**TREŚĆ ZADANIA**
Wypisz z poniższego listingu wszystkie wiersze zawierające ciąg „leaf”. Rozróżniaj wielkie i małe litery.

**DANE DO ZADANIA**
**********

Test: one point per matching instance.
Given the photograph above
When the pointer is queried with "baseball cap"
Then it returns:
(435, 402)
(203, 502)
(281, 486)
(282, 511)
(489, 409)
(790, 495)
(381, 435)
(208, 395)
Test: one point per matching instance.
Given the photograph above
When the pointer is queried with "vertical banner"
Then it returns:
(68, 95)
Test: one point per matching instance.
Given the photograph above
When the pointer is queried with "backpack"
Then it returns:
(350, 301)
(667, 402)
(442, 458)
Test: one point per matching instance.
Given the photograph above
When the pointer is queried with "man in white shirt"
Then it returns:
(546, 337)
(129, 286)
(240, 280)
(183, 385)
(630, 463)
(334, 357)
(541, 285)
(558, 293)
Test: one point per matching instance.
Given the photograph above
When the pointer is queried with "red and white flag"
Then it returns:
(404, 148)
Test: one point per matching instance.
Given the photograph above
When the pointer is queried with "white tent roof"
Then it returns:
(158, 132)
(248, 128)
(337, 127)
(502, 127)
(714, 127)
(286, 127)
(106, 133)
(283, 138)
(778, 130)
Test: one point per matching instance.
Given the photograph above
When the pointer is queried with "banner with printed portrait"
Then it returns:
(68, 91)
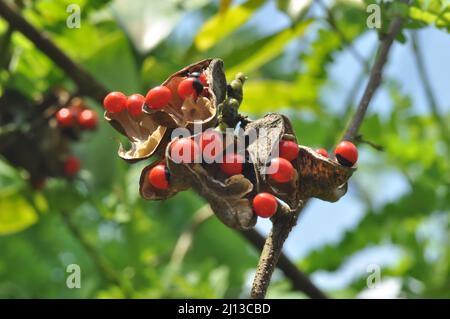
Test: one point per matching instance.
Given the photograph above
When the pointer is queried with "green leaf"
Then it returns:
(270, 48)
(224, 5)
(16, 214)
(221, 25)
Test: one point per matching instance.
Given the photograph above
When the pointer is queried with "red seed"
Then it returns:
(322, 152)
(185, 150)
(158, 177)
(115, 102)
(87, 119)
(289, 150)
(134, 104)
(346, 153)
(64, 117)
(265, 205)
(281, 170)
(158, 97)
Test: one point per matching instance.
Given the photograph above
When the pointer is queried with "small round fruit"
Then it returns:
(87, 119)
(159, 177)
(190, 87)
(265, 205)
(289, 150)
(346, 153)
(64, 117)
(71, 166)
(232, 164)
(185, 150)
(281, 170)
(201, 77)
(158, 97)
(115, 102)
(322, 152)
(134, 104)
(211, 144)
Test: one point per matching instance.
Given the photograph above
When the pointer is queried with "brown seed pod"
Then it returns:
(315, 175)
(143, 132)
(228, 196)
(201, 110)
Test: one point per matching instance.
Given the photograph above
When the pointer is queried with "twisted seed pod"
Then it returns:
(144, 134)
(201, 110)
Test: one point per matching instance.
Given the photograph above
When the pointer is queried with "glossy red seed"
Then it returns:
(185, 150)
(71, 166)
(265, 205)
(64, 117)
(190, 87)
(289, 150)
(115, 102)
(134, 104)
(232, 164)
(211, 144)
(202, 79)
(158, 97)
(158, 177)
(281, 170)
(87, 119)
(322, 152)
(346, 153)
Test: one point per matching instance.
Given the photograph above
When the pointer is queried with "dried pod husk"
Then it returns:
(264, 136)
(322, 177)
(201, 110)
(149, 192)
(315, 176)
(227, 196)
(145, 135)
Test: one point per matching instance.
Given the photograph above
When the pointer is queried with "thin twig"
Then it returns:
(432, 103)
(375, 77)
(87, 84)
(298, 279)
(332, 22)
(283, 223)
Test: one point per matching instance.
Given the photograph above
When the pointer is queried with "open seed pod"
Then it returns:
(264, 135)
(149, 192)
(315, 176)
(143, 132)
(201, 110)
(228, 197)
(322, 177)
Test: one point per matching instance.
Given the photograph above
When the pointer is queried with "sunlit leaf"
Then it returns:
(270, 49)
(221, 25)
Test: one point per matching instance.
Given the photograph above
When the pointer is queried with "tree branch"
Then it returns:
(298, 279)
(332, 22)
(427, 87)
(284, 222)
(375, 77)
(86, 83)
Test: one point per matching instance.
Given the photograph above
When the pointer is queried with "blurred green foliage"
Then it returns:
(124, 244)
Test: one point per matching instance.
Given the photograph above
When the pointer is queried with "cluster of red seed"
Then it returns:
(280, 168)
(194, 85)
(79, 118)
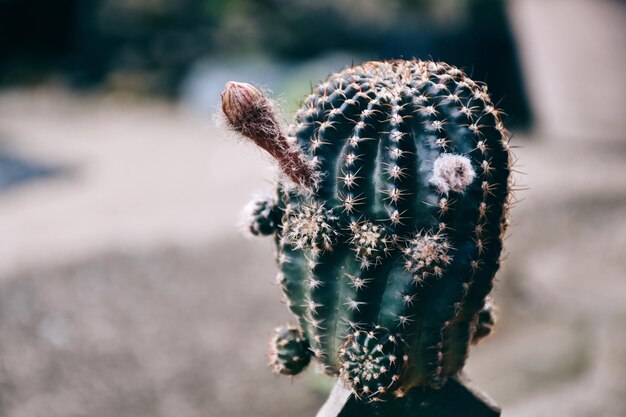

**********

**ODPOWIEDŹ DO ZADANIA**
When the pointer is queried with "green leaf"
When the pointer is queried with "sunlit leaf"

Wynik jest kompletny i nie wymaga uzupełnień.